PROBLEM TO WORK ON → Transcribe each line exactly.

WORKING DATA →
******

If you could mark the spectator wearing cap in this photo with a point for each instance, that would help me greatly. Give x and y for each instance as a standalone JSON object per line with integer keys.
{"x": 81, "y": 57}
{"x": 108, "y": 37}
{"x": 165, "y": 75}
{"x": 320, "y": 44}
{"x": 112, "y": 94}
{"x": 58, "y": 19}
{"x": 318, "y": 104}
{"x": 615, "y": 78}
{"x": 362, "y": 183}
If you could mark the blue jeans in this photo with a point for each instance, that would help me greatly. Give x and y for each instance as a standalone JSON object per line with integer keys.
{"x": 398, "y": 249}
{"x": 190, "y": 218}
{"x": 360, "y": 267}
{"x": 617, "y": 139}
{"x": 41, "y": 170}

******

EXERCISE RESULT →
If you could mark the spectator wearing cap in this photo with a point for each instance, that would help me greatly. Give x and y for each instance as a standalone JSON object per line with integer keys.
{"x": 81, "y": 57}
{"x": 108, "y": 37}
{"x": 165, "y": 75}
{"x": 320, "y": 44}
{"x": 112, "y": 94}
{"x": 58, "y": 19}
{"x": 318, "y": 104}
{"x": 615, "y": 78}
{"x": 362, "y": 183}
If you could mark the blue jeans in this photo with a point for each instance, that would help me greatly. Give x and y for each instance as a standalone JSON object per line with integer keys.
{"x": 398, "y": 249}
{"x": 190, "y": 218}
{"x": 360, "y": 267}
{"x": 617, "y": 139}
{"x": 41, "y": 170}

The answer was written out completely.